READING PASSAGE Block Start
The amount of permutations is so extreme, that it can't be possibly mapped out by theory. It's too complex. And in this space of possibilities, there is likely just a very small area, which gives you a composition, that expresses exactly what you mean.

I think this is way easier to do "organically", if you get experience and get a feel for the language of music.
But I'm genuinely curious how other people might see this differently and approach composing with a different mindset or thought process. Like it would be fascinating to know what goes on in another composer's mind.

I'm always open to change my mind, but so far, I just don't see it regarding theory or just have a different approach. But again, learning the basics of theory or reading sheet music are another matter and very much important.


----------



## tebling

_*Should painting photorealistic images be easy?*_

NVIDIA Research: _hold my beer_







This isn't a mockup. You can download and run the app today if you have a powerful enough GPU. I spent a couple hours with it yesterday. It's kind of insane.


----------



## KEM

Anthony said:


> Writing *good* music is incredibly hard.
> 
> Merely 'writing' music is now quite easy.



Basically lol


----------



## muk

There is a method to make composing easier. It's called studying. Trying to replace that with tools only gets you so far.


----------



## SupremeFist

muk said:


> There is a method to make composing easier. It's called studying. Trying to replace that with tools only gets you so far.
READING PASSAGE Block End
DATASET CONTENT Block Start
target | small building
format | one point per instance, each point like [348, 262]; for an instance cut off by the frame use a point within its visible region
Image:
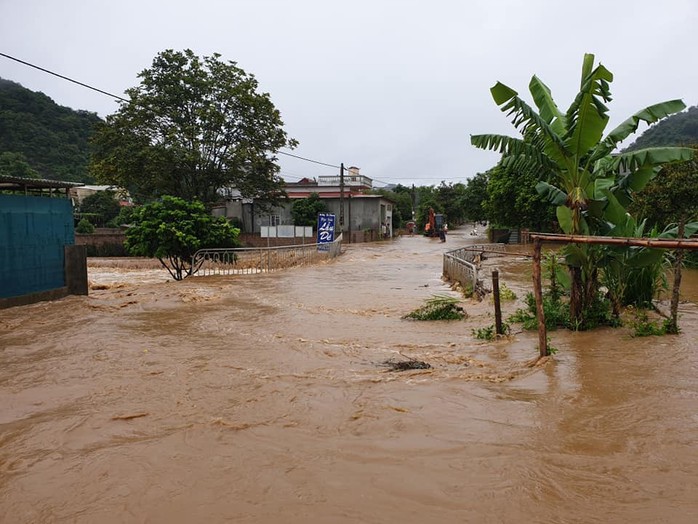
[359, 214]
[38, 256]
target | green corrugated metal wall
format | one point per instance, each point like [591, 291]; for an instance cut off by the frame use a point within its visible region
[33, 233]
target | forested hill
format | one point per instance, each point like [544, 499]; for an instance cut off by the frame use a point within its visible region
[680, 129]
[52, 139]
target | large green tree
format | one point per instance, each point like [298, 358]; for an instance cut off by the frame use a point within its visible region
[512, 201]
[192, 127]
[573, 161]
[172, 230]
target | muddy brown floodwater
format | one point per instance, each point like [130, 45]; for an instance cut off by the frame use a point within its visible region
[264, 399]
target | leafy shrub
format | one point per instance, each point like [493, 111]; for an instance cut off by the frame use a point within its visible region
[438, 307]
[85, 227]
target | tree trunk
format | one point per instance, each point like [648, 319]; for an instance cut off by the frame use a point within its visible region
[673, 326]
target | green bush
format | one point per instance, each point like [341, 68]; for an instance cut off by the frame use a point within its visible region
[438, 307]
[85, 227]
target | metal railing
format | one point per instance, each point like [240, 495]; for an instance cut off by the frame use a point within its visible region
[462, 265]
[252, 260]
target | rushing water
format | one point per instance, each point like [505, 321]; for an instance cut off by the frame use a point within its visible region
[265, 399]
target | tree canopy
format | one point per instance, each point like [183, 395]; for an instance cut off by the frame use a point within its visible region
[172, 230]
[52, 140]
[675, 130]
[193, 126]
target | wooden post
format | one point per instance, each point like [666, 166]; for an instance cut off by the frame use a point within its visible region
[538, 291]
[497, 302]
[675, 292]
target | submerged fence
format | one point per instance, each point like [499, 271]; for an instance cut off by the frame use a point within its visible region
[462, 265]
[243, 261]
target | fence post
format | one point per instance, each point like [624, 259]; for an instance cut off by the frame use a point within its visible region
[497, 302]
[538, 291]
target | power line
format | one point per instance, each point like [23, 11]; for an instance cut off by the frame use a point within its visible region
[308, 160]
[64, 77]
[125, 100]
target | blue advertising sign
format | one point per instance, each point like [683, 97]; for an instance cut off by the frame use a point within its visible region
[325, 231]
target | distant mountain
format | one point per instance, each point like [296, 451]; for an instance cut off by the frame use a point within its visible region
[53, 139]
[680, 129]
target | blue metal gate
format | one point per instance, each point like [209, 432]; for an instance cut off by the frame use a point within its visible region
[33, 234]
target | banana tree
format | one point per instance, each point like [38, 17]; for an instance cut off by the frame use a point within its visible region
[575, 163]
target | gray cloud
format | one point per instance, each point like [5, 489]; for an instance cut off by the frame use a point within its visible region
[393, 86]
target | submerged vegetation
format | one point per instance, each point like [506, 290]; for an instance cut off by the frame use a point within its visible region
[439, 307]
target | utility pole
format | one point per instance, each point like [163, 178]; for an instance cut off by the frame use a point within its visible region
[341, 197]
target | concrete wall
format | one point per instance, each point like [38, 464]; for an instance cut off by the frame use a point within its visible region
[360, 214]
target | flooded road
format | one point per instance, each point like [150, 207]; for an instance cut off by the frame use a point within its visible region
[265, 399]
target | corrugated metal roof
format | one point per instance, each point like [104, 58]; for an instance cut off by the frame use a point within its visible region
[21, 183]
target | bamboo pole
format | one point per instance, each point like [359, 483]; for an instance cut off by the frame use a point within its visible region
[497, 303]
[619, 241]
[538, 291]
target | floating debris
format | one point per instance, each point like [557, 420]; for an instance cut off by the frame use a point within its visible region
[405, 365]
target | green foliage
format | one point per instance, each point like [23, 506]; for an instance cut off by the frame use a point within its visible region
[51, 139]
[644, 327]
[489, 332]
[678, 129]
[438, 307]
[556, 313]
[513, 202]
[670, 197]
[172, 230]
[474, 199]
[451, 199]
[124, 217]
[103, 204]
[505, 293]
[306, 210]
[192, 127]
[85, 227]
[576, 171]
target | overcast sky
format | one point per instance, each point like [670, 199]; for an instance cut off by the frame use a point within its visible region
[395, 87]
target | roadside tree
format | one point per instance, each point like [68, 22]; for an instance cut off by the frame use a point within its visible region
[102, 205]
[306, 210]
[192, 127]
[172, 230]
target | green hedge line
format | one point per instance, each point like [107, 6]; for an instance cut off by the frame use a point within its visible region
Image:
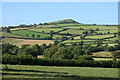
[29, 60]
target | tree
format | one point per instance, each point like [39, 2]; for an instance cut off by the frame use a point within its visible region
[88, 52]
[33, 35]
[116, 53]
[61, 44]
[62, 53]
[77, 51]
[81, 43]
[38, 36]
[110, 48]
[97, 29]
[27, 35]
[50, 52]
[51, 33]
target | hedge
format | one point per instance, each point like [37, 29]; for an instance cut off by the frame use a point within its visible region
[29, 60]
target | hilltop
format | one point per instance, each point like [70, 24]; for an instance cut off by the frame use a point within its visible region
[64, 21]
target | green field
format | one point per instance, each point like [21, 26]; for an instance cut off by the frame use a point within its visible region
[100, 36]
[73, 31]
[30, 33]
[72, 27]
[4, 34]
[46, 30]
[27, 71]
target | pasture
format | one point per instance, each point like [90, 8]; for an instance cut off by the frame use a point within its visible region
[26, 41]
[30, 33]
[30, 71]
[68, 29]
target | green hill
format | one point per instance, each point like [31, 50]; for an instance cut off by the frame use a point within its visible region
[64, 21]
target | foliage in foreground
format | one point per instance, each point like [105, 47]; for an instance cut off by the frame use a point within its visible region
[30, 60]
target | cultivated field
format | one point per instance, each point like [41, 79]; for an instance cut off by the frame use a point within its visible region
[27, 71]
[26, 41]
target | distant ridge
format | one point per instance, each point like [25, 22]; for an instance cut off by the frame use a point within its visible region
[64, 21]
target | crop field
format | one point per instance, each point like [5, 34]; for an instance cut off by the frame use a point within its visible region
[69, 41]
[47, 30]
[29, 71]
[4, 34]
[45, 26]
[26, 41]
[30, 33]
[66, 30]
[102, 54]
[100, 36]
[73, 31]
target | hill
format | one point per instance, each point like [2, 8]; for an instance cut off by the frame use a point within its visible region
[64, 21]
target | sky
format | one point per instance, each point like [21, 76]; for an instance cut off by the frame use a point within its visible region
[16, 13]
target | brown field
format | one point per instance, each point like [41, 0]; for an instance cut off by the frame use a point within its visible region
[26, 41]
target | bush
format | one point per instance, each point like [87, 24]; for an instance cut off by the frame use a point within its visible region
[29, 60]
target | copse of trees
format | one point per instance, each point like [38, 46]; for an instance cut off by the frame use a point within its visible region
[57, 55]
[30, 60]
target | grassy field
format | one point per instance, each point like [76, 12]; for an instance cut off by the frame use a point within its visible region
[4, 34]
[102, 54]
[46, 30]
[100, 36]
[26, 41]
[73, 28]
[27, 71]
[73, 31]
[25, 32]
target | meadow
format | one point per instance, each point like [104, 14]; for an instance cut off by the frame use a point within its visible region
[29, 71]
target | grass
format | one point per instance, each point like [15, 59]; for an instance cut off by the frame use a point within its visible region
[30, 33]
[100, 36]
[45, 26]
[5, 34]
[10, 40]
[73, 31]
[46, 30]
[20, 42]
[98, 59]
[69, 41]
[32, 71]
[102, 54]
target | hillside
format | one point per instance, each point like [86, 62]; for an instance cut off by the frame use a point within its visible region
[64, 21]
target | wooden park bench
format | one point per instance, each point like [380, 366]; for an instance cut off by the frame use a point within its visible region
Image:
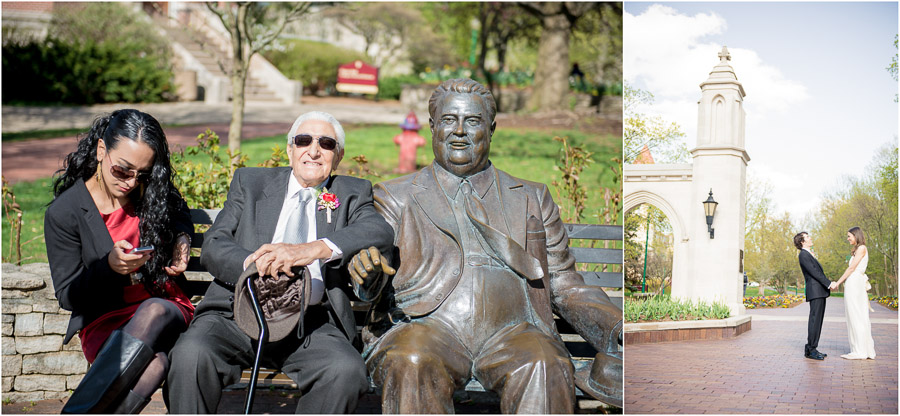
[582, 352]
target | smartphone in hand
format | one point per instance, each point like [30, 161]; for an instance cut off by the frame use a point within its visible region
[142, 250]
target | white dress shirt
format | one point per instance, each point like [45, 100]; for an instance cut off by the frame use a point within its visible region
[291, 203]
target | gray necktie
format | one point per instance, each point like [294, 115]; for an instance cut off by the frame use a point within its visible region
[297, 226]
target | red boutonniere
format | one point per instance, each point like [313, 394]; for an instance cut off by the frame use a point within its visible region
[329, 201]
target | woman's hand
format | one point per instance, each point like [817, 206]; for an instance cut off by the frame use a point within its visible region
[180, 255]
[123, 263]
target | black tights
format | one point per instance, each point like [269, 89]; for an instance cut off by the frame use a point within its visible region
[157, 323]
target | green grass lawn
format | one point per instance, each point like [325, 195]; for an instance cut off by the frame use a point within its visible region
[526, 154]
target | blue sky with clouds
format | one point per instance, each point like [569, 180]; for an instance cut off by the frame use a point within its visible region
[819, 101]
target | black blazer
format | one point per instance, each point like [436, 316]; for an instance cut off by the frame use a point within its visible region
[78, 246]
[248, 220]
[816, 282]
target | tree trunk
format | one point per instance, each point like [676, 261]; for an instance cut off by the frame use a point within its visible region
[551, 76]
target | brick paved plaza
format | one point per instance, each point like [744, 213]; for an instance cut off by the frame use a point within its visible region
[764, 371]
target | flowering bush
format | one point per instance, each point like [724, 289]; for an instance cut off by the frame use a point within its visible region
[664, 308]
[773, 301]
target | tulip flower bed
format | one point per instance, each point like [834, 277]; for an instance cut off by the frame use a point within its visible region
[663, 308]
[774, 301]
[889, 301]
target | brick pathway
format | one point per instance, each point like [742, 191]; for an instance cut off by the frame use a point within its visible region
[764, 371]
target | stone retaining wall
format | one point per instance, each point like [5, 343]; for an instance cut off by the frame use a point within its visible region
[653, 332]
[36, 365]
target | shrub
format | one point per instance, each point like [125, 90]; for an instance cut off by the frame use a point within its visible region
[774, 301]
[79, 63]
[663, 308]
[204, 183]
[312, 63]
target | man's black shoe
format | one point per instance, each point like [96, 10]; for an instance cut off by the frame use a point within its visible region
[815, 356]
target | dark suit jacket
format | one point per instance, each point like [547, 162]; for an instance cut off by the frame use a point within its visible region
[430, 256]
[78, 246]
[248, 220]
[816, 282]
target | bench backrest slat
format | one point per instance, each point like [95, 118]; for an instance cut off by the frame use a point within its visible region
[594, 231]
[204, 216]
[575, 231]
[602, 279]
[597, 255]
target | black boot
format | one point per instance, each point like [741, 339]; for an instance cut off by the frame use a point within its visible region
[131, 404]
[119, 364]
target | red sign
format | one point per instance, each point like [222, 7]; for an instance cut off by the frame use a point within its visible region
[357, 77]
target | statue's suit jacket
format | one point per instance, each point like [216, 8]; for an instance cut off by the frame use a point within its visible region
[248, 220]
[431, 259]
[816, 282]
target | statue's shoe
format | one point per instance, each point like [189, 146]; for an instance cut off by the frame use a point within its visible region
[601, 380]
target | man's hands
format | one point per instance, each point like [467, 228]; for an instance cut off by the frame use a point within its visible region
[123, 263]
[368, 261]
[272, 259]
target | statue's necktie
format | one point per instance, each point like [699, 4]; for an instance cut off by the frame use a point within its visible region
[510, 252]
[297, 225]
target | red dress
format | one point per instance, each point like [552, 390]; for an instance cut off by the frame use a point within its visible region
[123, 224]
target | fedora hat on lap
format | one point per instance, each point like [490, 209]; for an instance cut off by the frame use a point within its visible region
[282, 299]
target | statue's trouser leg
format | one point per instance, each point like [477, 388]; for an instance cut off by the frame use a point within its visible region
[530, 370]
[418, 366]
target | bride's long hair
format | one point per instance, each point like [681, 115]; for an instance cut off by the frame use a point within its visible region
[860, 238]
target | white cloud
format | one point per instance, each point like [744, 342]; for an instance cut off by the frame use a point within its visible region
[667, 53]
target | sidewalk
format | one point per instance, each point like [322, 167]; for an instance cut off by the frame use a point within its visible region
[764, 371]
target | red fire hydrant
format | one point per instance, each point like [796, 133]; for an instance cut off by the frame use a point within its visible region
[409, 141]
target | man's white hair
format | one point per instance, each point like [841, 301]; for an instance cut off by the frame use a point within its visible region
[322, 116]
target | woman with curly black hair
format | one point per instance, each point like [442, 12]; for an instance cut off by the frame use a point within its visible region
[115, 193]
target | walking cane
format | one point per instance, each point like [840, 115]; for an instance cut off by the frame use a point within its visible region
[263, 335]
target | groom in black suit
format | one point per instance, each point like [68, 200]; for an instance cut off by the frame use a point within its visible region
[279, 218]
[818, 288]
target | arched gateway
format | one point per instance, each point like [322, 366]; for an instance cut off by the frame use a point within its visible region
[704, 268]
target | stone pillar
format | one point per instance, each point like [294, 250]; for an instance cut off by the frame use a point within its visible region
[719, 164]
[36, 365]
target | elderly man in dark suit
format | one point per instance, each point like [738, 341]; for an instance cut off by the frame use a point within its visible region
[818, 288]
[482, 264]
[281, 218]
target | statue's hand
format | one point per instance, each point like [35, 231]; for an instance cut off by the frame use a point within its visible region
[368, 262]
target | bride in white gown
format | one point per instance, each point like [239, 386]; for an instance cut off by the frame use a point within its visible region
[856, 300]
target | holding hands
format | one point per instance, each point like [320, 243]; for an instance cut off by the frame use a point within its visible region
[272, 259]
[368, 261]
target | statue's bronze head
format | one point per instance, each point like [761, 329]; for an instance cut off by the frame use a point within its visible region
[462, 123]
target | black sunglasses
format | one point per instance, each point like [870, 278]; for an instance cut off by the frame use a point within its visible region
[123, 174]
[325, 142]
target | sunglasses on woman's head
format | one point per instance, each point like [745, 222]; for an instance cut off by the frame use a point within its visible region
[123, 174]
[325, 142]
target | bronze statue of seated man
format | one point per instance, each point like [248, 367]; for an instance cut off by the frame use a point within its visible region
[480, 264]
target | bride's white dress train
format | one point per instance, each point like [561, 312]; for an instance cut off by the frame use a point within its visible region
[856, 309]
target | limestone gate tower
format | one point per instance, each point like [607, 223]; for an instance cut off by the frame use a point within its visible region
[704, 268]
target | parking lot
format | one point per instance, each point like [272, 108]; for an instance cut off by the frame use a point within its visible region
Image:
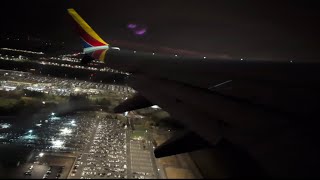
[141, 164]
[105, 155]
DATASET CONTENT Block End
# [HOW TO COMPLETE THIS TASK]
Can you write out the forum thread on composing music from the top of the page, reproducing every line word for word?

# [ANSWER FOR THIS EXERCISE]
The amount of permutations is so extreme, that it can't be possibly mapped out by theory. It's too complex. And in this space of possibilities, there is likely just a very small area, which gives you a composition, that expresses exactly what you mean.

I think this is way easier to do "organically", if you get experience and get a feel for the language of music.
But I'm genuinely curious how other people might see this differently and approach composing with a different mindset or thought process. Like it would be fascinating to know what goes on in another composer's mind.

I'm always open to change my mind, but so far, I just don't see it regarding theory or just have a different approach. But again, learning the basics of theory or reading sheet music are another matter and very much important.


----------



## tebling

_*Should painting photorealistic images be easy?*_

NVIDIA Research: _hold my beer_







This isn't a mockup. You can download and run the app today if you have a powerful enough GPU. I spent a couple hours with it yesterday. It's kind of insane.


----------



## KEM

Anthony said:


> Writing *good* music is incredibly hard.
> 
> Merely 'writing' music is now quite easy.



Basically lol


----------



## muk

There is a method to make composing easier. It's called studying. Trying to replace that with tools only gets you so far.


----------



## SupremeFist

muk said:


> There is a method to make composing easier. It's called studying. Trying to replace that with tools only gets you so far.